Requirements:
Reproduce the records below word for word, from the first line through the last.

Provided entries:
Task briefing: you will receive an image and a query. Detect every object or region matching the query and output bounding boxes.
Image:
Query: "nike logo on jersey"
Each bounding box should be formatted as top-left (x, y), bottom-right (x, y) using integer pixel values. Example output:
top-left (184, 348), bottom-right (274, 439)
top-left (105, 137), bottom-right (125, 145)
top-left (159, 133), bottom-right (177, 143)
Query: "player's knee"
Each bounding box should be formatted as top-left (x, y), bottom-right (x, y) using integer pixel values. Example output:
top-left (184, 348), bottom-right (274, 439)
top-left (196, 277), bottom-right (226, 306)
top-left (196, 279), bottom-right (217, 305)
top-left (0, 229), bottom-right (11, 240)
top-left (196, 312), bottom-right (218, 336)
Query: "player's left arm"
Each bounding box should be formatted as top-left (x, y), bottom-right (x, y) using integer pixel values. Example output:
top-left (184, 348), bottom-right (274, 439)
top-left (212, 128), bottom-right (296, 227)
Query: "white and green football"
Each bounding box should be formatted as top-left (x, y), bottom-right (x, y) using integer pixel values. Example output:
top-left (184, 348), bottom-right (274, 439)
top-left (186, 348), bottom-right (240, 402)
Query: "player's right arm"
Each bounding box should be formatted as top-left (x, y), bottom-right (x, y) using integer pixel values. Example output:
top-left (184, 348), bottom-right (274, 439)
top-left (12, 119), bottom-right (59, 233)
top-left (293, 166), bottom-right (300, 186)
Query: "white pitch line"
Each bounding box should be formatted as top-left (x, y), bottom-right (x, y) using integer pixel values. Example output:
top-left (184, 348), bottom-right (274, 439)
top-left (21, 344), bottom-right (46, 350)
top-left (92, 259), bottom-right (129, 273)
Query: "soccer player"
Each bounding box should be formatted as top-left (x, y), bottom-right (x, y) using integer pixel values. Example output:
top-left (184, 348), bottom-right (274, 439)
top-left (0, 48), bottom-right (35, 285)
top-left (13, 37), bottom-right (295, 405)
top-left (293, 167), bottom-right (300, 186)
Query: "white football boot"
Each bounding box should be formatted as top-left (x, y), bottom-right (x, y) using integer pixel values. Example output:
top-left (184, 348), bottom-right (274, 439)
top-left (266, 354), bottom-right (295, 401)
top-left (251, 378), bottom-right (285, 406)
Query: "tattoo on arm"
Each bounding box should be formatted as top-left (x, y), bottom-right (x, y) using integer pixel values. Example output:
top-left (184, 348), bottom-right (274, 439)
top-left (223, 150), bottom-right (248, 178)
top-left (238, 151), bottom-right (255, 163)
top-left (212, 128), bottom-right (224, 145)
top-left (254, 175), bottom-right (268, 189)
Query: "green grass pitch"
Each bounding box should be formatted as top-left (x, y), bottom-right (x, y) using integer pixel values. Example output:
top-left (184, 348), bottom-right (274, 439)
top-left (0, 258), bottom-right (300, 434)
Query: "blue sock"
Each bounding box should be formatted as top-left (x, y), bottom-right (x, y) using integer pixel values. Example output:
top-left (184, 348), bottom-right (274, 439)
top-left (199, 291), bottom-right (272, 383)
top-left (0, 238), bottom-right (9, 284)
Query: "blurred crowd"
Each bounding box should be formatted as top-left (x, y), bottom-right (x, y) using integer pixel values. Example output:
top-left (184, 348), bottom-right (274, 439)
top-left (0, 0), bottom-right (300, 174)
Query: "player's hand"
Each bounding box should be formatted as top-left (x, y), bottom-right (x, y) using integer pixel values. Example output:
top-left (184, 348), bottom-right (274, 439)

Solution for this task:
Task briefing: you will receive an image and a query. Detect every object or region matching the query and output bounding boxes.
Image:
Query: "nike logo on jersey"
Each bounding box should be formatted as top-left (x, y), bottom-right (x, y) using integer pixel values. Example output:
top-left (184, 348), bottom-right (274, 439)
top-left (105, 137), bottom-right (125, 145)
top-left (159, 133), bottom-right (177, 143)
Query: "player's knee"
Each bounding box should be formatted as top-left (x, y), bottom-right (x, y) using integer pixel values. Example output:
top-left (184, 348), bottom-right (274, 439)
top-left (196, 277), bottom-right (226, 306)
top-left (196, 279), bottom-right (217, 305)
top-left (0, 229), bottom-right (11, 240)
top-left (196, 312), bottom-right (218, 336)
Query: "player's left arm"
Each bounding box should be formatted as top-left (x, y), bottom-right (x, y) using integer pixel values. Example output:
top-left (184, 348), bottom-right (274, 439)
top-left (212, 128), bottom-right (296, 227)
Query: "white and green football"
Each bounding box should be formatted as top-left (x, y), bottom-right (x, y) using integer pixel values. Example output:
top-left (184, 348), bottom-right (274, 439)
top-left (186, 348), bottom-right (240, 402)
Query: "player's right arm"
Each bounding box should be formatted as top-left (x, y), bottom-right (x, y) using integer pixel values. Example output:
top-left (184, 348), bottom-right (274, 439)
top-left (12, 119), bottom-right (59, 233)
top-left (293, 166), bottom-right (300, 186)
Query: "white pitch line"
Each bounding box should be formatted as top-left (x, y), bottom-right (x, y) using integer pixel values. Example output:
top-left (184, 348), bottom-right (274, 439)
top-left (21, 344), bottom-right (46, 350)
top-left (92, 259), bottom-right (129, 273)
Query: "soccer player"
Each bounding box should be formatted as top-left (x, y), bottom-right (x, y) using integer pixel values. Example output:
top-left (184, 348), bottom-right (274, 439)
top-left (0, 48), bottom-right (35, 285)
top-left (13, 37), bottom-right (295, 405)
top-left (293, 167), bottom-right (300, 186)
Query: "white football boot"
Each bounding box should be formatted as top-left (x, y), bottom-right (x, y) using integer pixel values. Example output:
top-left (184, 348), bottom-right (274, 439)
top-left (266, 354), bottom-right (295, 401)
top-left (251, 378), bottom-right (285, 406)
Query: "tattoo on arm"
Each bounding box should be formatted as top-left (x, y), bottom-right (x, y) using integer pixel values. Example output:
top-left (184, 348), bottom-right (274, 439)
top-left (223, 150), bottom-right (248, 178)
top-left (238, 151), bottom-right (255, 163)
top-left (212, 128), bottom-right (224, 145)
top-left (254, 175), bottom-right (268, 189)
Query: "green grass pitch"
Each bounding box should be formatted as top-left (x, y), bottom-right (x, y) using integer pixel values. Example output:
top-left (184, 348), bottom-right (274, 439)
top-left (0, 258), bottom-right (300, 434)
Query: "blue sock"
Each bounding box should be formatted as top-left (x, y), bottom-right (x, y) using integer pixel values. Example output:
top-left (184, 348), bottom-right (274, 439)
top-left (199, 291), bottom-right (272, 383)
top-left (0, 238), bottom-right (9, 284)
Query: "blurred crowd"
Each bounding box should be formatted as top-left (x, y), bottom-right (x, y) using integer pixel values. Example output:
top-left (184, 348), bottom-right (274, 439)
top-left (0, 0), bottom-right (300, 174)
Query: "player's hand"
Each bounding box should be formatted as top-left (x, y), bottom-right (x, y) using integer pixel values. Example output:
top-left (184, 348), bottom-right (274, 439)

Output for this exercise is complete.